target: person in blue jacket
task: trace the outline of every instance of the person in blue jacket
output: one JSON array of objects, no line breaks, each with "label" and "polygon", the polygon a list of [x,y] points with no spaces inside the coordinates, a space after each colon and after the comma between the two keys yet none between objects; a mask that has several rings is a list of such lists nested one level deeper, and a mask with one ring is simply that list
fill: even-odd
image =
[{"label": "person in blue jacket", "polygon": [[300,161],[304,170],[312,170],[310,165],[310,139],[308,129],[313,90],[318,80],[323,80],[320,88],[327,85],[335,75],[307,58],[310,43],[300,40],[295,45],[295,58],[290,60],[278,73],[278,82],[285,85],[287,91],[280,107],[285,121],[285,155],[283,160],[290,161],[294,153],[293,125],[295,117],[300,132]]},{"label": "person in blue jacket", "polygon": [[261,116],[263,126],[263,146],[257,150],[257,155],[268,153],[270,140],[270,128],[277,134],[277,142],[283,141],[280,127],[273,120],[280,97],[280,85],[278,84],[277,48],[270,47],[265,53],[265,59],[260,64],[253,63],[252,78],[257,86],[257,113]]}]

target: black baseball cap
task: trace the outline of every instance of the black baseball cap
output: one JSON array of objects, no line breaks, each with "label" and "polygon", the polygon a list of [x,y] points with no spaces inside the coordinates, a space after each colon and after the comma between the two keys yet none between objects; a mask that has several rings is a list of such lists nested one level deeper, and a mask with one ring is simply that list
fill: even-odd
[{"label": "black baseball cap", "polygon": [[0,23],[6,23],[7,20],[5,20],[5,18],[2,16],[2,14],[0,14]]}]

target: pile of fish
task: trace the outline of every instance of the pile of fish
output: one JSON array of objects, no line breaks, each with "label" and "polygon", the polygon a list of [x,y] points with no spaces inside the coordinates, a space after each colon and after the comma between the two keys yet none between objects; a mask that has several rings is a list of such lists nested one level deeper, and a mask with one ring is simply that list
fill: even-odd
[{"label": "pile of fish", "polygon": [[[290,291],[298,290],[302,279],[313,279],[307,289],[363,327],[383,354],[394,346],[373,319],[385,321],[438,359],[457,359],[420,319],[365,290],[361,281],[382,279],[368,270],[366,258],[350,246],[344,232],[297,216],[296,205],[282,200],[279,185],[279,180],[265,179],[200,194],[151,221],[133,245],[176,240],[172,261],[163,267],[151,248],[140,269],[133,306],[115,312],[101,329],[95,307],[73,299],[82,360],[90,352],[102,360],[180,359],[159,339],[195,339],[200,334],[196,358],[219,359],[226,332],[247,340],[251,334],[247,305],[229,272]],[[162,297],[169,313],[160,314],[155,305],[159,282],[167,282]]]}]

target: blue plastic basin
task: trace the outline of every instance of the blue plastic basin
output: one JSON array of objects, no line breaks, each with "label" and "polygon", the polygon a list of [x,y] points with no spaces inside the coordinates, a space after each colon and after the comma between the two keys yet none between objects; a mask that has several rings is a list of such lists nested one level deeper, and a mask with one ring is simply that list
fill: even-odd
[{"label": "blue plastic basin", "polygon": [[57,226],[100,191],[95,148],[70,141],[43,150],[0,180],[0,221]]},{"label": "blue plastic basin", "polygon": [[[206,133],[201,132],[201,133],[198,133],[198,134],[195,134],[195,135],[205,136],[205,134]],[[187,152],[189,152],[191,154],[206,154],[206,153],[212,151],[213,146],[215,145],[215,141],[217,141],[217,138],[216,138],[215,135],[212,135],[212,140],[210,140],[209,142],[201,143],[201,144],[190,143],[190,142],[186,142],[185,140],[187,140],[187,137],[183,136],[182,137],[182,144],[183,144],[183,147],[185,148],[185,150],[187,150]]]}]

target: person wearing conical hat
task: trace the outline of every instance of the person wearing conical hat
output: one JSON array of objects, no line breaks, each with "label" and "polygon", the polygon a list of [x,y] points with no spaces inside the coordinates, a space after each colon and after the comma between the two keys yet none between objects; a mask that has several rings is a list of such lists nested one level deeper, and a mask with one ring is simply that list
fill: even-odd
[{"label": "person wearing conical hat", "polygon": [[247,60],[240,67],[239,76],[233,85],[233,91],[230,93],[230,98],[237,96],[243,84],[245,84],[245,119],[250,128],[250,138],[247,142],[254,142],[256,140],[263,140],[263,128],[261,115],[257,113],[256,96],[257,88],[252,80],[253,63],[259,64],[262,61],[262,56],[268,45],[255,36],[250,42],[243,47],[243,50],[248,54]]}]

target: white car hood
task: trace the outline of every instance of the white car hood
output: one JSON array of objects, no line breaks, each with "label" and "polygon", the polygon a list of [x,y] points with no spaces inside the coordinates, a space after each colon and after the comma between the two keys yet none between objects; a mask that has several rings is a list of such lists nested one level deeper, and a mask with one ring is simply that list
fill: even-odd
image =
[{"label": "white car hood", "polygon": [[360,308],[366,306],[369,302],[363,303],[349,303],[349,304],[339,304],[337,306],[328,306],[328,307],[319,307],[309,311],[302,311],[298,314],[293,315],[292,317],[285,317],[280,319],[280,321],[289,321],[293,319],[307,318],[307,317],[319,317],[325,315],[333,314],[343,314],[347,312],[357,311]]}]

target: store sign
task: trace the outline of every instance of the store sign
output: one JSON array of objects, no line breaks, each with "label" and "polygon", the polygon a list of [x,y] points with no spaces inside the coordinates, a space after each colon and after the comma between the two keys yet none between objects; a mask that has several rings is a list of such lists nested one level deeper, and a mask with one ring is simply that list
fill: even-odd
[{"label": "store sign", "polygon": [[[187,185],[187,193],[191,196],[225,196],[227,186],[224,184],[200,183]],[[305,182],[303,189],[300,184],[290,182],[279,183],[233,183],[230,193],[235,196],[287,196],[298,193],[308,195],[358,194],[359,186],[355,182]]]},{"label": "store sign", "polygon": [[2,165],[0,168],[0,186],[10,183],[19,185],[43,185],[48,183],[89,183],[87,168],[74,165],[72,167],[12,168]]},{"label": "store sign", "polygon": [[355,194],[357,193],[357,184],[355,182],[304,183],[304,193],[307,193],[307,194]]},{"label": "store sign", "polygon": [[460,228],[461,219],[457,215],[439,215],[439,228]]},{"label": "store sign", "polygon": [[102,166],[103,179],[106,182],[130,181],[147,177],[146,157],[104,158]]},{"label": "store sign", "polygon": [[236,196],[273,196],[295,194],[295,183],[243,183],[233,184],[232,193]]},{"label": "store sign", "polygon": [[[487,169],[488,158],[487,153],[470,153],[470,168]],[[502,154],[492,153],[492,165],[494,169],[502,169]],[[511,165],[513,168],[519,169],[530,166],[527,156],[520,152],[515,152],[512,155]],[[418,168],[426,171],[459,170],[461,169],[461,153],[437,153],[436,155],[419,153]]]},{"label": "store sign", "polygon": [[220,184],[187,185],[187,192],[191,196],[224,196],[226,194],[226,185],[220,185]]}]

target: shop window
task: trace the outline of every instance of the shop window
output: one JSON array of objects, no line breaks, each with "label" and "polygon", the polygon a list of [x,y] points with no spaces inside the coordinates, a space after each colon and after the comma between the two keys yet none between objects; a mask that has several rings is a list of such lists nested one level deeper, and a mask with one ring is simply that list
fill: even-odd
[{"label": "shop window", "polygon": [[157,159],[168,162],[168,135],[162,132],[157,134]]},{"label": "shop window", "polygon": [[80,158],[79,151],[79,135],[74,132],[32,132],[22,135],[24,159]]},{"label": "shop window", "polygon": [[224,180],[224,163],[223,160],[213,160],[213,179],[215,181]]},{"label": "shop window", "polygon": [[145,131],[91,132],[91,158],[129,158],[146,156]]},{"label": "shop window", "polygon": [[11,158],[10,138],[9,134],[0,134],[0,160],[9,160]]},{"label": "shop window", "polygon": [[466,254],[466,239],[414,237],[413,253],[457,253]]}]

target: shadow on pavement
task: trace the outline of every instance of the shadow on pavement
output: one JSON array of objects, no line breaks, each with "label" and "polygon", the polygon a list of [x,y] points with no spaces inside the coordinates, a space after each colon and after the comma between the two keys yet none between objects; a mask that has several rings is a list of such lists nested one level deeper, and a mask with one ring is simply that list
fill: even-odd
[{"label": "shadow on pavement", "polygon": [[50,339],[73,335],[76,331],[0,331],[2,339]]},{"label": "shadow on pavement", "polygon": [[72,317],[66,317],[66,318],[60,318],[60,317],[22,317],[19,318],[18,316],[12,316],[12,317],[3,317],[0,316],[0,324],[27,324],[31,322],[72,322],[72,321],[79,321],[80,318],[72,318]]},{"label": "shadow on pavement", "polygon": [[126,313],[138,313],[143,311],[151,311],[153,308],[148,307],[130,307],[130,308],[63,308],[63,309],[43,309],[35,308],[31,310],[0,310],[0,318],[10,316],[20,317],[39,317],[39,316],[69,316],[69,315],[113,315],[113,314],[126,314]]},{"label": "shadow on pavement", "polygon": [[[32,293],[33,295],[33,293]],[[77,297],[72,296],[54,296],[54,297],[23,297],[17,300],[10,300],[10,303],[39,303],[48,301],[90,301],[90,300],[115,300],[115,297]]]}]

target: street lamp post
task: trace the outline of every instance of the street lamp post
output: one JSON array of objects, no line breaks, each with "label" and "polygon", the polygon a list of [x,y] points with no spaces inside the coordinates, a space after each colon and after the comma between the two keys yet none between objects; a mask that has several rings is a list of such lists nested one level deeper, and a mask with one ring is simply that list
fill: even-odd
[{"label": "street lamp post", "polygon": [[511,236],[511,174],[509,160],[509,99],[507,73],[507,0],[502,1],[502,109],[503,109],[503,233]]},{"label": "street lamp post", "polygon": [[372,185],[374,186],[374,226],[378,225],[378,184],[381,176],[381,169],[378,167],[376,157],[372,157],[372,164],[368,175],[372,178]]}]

┄┄┄┄┄┄┄┄┄┄┄┄┄┄┄┄┄┄┄┄

→ Action item: From the data above, report how many lines hold the word "task", answering with the number by itself.

→ Written answer: 10